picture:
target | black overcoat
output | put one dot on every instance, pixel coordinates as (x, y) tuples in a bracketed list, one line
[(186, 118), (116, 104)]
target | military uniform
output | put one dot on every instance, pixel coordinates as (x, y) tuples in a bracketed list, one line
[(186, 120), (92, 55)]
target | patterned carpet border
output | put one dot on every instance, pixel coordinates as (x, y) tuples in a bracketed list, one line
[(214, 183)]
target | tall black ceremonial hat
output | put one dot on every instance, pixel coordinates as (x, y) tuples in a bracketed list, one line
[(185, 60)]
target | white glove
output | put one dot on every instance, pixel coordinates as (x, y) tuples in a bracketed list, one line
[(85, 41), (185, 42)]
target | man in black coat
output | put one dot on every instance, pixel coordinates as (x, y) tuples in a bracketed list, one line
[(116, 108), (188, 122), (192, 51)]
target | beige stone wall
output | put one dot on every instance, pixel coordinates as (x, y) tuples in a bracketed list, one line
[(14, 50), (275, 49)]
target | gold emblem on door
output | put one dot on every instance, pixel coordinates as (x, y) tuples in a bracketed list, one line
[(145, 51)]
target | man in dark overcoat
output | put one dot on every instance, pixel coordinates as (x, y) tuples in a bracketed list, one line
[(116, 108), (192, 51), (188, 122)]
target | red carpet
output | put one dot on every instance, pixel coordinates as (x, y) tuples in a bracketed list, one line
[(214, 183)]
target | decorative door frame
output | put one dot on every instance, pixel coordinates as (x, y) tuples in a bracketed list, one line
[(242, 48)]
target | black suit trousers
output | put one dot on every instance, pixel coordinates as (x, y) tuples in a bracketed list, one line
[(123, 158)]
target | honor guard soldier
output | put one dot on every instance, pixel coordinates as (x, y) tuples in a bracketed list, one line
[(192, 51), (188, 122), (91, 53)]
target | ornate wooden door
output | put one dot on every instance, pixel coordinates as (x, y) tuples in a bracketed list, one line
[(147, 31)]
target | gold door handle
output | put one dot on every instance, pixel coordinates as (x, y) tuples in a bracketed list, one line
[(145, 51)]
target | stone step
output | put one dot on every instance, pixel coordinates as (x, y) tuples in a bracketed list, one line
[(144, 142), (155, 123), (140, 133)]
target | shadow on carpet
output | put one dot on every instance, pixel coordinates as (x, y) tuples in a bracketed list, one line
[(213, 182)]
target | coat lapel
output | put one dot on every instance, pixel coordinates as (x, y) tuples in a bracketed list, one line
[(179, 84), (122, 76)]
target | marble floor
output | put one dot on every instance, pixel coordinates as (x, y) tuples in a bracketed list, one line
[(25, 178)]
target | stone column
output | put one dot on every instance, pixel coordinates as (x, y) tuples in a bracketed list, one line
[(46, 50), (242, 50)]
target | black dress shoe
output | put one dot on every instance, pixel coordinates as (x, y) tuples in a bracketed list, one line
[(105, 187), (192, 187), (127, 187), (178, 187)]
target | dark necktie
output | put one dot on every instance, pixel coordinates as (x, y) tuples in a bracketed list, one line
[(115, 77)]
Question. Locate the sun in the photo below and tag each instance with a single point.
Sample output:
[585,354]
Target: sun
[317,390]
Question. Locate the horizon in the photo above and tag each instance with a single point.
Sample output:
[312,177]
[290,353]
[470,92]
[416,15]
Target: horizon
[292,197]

◆ ◆ ◆ ◆ ◆

# WRITTEN INSTRUCTION
Convert all of the rows above into a numbered list, omitting any blank lines.

# TASK RESPONSE
1. picture:
2. target | black overcoat
3. output | put one dot on every instance, pixel coordinates as (x, y) tuples in a bracketed list, one line
4. [(186, 118), (116, 104)]
5. target | military uniform
6. output | put one dot on every instance, pixel coordinates as (x, y) tuples in a bracketed list, one line
7. [(186, 120), (92, 55)]
8. target | patterned carpet border
9. output | put one dot on every instance, pixel coordinates as (x, y) tuples in a bracketed list, one line
10. [(214, 183)]
11. target | tall black ceremonial hat
12. output | put one dot on every instance, pixel coordinates as (x, y) tuples in a bracketed list, one line
13. [(185, 60)]
14. target | white glove
15. output | put one dot on every instance, pixel coordinates as (x, y) tuples in a bracketed list, one line
16. [(85, 41), (185, 42)]
17. target | man in black coat
18. output | put one dot on every instance, pixel coordinates as (x, y) tuples in a bracketed list, one line
19. [(116, 108), (188, 122), (192, 51)]
20. target | beige stone wall
21. output | put one dot on every instance, pixel coordinates as (x, y) tuples in a bracketed list, one line
22. [(14, 50), (275, 49)]
23. target | gold emblem on door
24. output | put one dot on every instance, pixel coordinates as (x, y) tuples in a bracketed list, one line
25. [(145, 51)]
26. target | man in dark overcoat
27. output | put one dot on every instance, pixel coordinates as (x, y) tuples in a bracketed list, one line
28. [(116, 108), (192, 51), (188, 122)]
29. target | red carpet
30. output | put one dot on every instance, pixel coordinates as (x, y) tuples in a bracketed list, one line
31. [(214, 183)]
32. target | decorative door frame
33. output | put one dot on every instance, pixel coordinates as (x, y) tuples in a bracketed list, one line
34. [(242, 48)]
35. target | black suit trousers
36. output | put one dot on every instance, pixel coordinates as (x, y) tuples in a bracketed list, one line
37. [(123, 158)]
38. target | honor guard soldier
39. output | put one dot on every instance, pixel coordinates as (x, y) tuples in a bracketed list, one line
40. [(192, 51), (188, 122), (91, 53)]
41. target | ornate wooden door
42. output | put one dot on every instance, pixel coordinates as (x, y) tuples in a bracketed list, one line
43. [(147, 31)]
44. target | gold door handle
45. output | put one dot on every instance, pixel coordinates as (x, y) tuples in a bracketed list, one line
46. [(145, 51)]
47. target | stone step
48. output | put one dot on every instance, pixel coordinates as (x, y) tuples in a bracketed list, one line
49. [(144, 142), (155, 123), (140, 133)]
50. target | shadow on carpet
51. output | put one dot on every instance, pixel coordinates as (x, y) tuples in a bracketed list, one line
52. [(213, 182)]
53. target | coat lapel
54. output | put one dot on every instance, pixel coordinates as (x, y) tuples in a bracketed list, one line
55. [(179, 84), (122, 76)]
56. target | marble floor
57. output | put one dot on every instance, pixel coordinates as (x, y) tuples in a bracketed list, one line
58. [(25, 178)]
59. target | stone column
60. output | put one dot on every instance, pixel coordinates as (x, y) tuples in a bracketed list, one line
61. [(46, 50), (242, 50)]
62. target | black dress shoe
63. output | put one dot on every instance, pixel coordinates as (x, y) tuples in a bracketed list, one line
64. [(105, 187), (192, 187), (127, 187), (178, 187)]
65. target | dark necktie
66. output | put one dot on every instance, pixel coordinates as (x, y) tuples in a bracketed list, one line
67. [(115, 77)]
68. Question. Locate the sun in the photo below and tag each instance with a single point.
69. Sample output:
70. [585,354]
71. Target: sun
72. [317,390]
73. Question. Locate the horizon in the photo above and tag each instance with a single point.
74. Sample output:
75. [312,177]
76. [290,353]
77. [470,92]
78. [416,15]
79. Target: horizon
80. [292,197]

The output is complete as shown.